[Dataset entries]
##########
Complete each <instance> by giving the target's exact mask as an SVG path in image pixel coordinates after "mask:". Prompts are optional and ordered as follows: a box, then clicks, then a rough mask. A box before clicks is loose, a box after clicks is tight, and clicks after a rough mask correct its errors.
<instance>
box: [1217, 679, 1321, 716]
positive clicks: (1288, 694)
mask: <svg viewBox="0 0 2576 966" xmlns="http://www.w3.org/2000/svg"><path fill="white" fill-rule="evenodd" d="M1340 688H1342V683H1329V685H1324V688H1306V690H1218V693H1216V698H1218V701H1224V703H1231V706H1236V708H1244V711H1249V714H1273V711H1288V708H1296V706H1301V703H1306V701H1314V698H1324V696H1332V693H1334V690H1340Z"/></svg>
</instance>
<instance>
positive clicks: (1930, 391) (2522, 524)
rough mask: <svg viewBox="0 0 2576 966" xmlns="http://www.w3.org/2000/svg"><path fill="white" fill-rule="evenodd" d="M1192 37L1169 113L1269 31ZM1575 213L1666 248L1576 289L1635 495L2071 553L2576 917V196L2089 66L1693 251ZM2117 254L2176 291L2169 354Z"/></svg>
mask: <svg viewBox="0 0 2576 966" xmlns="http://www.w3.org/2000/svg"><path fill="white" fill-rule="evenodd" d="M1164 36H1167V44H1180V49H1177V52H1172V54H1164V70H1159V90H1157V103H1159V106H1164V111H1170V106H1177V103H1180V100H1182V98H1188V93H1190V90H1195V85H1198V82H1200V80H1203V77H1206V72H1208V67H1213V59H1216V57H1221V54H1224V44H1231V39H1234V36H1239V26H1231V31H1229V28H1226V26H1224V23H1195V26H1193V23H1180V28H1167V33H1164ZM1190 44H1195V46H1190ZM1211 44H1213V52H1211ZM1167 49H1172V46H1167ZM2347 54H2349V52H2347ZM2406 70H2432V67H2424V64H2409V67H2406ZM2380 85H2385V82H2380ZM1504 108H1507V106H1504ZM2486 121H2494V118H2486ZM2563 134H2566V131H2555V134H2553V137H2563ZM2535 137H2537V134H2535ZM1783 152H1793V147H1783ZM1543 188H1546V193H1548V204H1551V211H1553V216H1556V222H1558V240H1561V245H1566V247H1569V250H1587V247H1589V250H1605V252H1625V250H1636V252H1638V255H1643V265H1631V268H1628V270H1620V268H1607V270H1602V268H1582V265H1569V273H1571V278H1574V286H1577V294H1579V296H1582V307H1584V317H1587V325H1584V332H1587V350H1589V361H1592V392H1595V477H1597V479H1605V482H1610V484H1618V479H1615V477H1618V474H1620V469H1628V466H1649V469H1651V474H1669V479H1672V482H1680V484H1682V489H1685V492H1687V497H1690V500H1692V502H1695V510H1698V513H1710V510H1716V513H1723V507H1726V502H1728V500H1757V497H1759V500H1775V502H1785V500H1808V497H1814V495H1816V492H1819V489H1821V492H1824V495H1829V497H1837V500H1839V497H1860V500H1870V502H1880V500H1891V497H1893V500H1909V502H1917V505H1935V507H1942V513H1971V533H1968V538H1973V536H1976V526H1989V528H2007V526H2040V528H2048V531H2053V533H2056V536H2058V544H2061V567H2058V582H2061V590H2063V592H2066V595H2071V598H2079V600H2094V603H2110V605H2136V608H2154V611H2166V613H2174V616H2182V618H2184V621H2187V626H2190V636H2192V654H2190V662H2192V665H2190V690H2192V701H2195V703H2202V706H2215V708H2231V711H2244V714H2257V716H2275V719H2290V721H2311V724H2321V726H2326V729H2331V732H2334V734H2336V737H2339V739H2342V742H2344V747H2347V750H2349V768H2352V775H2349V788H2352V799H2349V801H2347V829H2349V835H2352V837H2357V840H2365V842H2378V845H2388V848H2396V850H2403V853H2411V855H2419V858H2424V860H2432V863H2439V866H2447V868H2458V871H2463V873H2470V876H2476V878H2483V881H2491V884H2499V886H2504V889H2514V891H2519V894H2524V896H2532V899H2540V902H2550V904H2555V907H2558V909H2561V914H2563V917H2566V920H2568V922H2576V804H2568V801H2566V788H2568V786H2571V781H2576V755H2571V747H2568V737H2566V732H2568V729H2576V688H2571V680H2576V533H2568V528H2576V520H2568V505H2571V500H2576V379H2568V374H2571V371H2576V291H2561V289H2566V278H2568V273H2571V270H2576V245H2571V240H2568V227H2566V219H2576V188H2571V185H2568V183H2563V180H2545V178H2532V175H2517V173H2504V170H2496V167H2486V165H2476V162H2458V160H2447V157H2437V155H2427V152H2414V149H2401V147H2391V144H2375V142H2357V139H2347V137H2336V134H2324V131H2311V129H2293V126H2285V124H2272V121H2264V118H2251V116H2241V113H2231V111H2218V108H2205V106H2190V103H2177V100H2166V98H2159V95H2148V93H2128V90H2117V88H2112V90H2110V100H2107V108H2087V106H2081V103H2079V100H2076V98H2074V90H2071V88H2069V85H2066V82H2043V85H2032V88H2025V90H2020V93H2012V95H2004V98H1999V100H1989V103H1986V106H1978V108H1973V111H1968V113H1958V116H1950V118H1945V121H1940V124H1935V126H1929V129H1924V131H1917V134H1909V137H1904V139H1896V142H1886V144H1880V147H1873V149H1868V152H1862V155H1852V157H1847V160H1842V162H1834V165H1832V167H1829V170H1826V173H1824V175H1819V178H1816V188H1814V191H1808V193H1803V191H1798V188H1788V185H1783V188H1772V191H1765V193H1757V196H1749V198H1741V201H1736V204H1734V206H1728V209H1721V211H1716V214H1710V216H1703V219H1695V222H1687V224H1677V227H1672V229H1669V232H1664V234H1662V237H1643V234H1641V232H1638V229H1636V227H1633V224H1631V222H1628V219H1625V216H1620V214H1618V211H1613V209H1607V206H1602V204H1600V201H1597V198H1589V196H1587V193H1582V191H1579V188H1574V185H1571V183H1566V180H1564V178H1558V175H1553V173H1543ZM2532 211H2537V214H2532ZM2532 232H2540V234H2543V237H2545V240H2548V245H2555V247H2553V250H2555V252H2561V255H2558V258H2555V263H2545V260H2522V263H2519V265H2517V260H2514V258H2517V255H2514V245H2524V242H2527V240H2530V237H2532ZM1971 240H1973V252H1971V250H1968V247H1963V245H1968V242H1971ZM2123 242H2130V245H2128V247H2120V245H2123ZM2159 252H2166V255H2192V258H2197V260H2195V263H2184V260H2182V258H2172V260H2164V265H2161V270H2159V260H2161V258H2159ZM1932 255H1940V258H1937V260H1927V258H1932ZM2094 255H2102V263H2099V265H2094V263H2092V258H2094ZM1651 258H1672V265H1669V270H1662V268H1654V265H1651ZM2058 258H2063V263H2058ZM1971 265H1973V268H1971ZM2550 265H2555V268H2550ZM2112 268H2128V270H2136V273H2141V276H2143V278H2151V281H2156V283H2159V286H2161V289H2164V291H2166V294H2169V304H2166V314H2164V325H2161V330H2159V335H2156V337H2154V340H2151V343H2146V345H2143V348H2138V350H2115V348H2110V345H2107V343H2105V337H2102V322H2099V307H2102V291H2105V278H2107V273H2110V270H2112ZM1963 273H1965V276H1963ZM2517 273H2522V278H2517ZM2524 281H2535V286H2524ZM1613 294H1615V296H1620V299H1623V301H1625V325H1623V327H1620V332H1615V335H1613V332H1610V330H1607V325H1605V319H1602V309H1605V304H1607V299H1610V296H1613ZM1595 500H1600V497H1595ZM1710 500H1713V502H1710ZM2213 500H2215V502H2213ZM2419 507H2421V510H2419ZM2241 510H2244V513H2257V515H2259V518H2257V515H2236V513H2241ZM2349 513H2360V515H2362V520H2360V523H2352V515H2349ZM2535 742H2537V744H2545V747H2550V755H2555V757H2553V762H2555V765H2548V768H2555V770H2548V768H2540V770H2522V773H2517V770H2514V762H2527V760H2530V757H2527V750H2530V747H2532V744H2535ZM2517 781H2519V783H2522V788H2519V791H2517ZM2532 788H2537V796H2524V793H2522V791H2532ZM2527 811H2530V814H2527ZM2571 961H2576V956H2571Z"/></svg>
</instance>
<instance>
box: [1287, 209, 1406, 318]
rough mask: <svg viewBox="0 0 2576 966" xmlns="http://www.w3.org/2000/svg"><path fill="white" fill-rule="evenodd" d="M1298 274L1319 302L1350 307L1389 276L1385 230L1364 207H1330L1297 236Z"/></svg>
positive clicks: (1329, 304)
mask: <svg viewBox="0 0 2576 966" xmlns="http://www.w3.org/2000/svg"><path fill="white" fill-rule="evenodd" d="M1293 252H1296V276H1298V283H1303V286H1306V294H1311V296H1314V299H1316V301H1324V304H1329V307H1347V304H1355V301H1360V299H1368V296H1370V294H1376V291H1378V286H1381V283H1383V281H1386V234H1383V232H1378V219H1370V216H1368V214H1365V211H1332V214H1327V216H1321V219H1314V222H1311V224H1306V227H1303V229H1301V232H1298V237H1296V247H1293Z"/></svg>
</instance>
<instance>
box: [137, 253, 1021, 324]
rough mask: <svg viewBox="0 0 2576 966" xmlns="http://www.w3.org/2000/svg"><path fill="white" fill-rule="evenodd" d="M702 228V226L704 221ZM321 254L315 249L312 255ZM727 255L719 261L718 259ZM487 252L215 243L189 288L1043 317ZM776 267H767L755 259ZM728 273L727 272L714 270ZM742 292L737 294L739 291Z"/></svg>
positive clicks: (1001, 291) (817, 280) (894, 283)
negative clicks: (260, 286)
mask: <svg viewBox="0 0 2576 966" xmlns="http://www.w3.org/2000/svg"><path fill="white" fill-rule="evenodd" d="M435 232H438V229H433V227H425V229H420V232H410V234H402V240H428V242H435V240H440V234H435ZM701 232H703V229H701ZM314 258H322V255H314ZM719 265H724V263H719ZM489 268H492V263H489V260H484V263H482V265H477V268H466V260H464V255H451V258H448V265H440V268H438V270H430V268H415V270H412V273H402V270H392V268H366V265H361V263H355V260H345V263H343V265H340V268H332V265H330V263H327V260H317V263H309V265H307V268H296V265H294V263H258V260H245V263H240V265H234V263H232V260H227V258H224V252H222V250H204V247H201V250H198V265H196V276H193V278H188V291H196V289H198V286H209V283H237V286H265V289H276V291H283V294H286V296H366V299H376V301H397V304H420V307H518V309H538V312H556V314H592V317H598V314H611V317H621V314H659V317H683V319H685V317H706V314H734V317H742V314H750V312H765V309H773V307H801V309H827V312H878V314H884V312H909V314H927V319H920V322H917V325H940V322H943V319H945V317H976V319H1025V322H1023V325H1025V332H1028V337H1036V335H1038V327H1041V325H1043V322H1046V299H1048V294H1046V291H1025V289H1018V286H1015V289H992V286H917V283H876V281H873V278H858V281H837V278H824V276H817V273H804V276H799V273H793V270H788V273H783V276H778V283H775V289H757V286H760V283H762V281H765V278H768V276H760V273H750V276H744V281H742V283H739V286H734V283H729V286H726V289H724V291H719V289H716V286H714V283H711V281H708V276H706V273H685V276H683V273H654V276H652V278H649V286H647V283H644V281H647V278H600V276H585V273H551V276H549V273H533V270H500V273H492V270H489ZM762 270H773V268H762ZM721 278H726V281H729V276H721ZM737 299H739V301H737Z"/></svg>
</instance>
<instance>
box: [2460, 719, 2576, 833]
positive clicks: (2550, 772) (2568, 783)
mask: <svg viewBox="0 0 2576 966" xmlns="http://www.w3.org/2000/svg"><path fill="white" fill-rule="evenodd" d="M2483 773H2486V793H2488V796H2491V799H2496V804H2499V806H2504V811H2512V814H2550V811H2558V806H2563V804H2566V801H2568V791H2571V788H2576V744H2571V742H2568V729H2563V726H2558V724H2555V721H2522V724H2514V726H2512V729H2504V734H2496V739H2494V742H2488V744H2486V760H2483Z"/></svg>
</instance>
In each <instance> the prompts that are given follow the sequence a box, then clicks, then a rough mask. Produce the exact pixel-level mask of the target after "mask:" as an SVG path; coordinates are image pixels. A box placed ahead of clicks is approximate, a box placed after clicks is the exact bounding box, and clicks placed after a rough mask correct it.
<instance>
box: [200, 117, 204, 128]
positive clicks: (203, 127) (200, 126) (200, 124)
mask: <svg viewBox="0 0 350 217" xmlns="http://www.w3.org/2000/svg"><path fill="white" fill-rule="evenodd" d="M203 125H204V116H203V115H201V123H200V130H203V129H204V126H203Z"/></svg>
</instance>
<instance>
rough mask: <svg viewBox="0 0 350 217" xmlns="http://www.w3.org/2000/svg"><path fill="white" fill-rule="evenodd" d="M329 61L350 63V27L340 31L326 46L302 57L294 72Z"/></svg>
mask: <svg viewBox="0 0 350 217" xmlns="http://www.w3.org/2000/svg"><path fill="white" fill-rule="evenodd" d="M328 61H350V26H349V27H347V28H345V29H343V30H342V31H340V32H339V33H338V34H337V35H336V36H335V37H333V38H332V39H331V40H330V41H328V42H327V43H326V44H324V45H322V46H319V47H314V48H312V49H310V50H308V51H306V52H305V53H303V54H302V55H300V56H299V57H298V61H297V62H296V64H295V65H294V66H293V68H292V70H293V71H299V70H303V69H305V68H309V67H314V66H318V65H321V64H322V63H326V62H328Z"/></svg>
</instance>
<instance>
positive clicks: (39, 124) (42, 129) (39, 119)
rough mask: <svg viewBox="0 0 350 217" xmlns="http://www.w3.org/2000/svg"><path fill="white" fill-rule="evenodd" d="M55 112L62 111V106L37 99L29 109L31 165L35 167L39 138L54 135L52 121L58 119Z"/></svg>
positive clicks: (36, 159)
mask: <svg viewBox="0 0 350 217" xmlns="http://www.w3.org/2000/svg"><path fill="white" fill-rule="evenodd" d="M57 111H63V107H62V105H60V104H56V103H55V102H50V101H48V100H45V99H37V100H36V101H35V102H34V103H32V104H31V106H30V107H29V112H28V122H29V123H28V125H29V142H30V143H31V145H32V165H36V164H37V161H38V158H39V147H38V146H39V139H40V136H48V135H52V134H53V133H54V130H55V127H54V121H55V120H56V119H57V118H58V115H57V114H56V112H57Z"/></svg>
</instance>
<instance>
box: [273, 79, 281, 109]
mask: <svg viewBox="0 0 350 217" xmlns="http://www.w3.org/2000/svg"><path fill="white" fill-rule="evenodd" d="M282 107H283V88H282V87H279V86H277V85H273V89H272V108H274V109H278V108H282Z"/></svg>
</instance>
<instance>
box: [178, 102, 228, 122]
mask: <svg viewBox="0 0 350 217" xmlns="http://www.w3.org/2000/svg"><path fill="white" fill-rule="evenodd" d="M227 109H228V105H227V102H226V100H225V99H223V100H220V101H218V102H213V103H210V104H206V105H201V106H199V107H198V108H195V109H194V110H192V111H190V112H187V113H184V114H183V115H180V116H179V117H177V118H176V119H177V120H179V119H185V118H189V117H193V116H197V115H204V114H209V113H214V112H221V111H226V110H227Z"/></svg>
##########
## Task brief
Convert the stretch of data from its beginning through the line containing "positive clicks: (1288, 694)" into a numbered list, leaving out any blank lines.

## Output of the task
1. Complete each <instance> by giving the target's exact mask as an SVG path in image pixel coordinates after "mask:". Prompts are optional and ordered as follows: a box, then clicks, then a rough mask. A box before clicks is loose, a box after clicks is tight, and clicks after a rough mask correct its errors.
2. <instance>
3. box: [1217, 679, 1321, 716]
4. positive clicks: (1288, 694)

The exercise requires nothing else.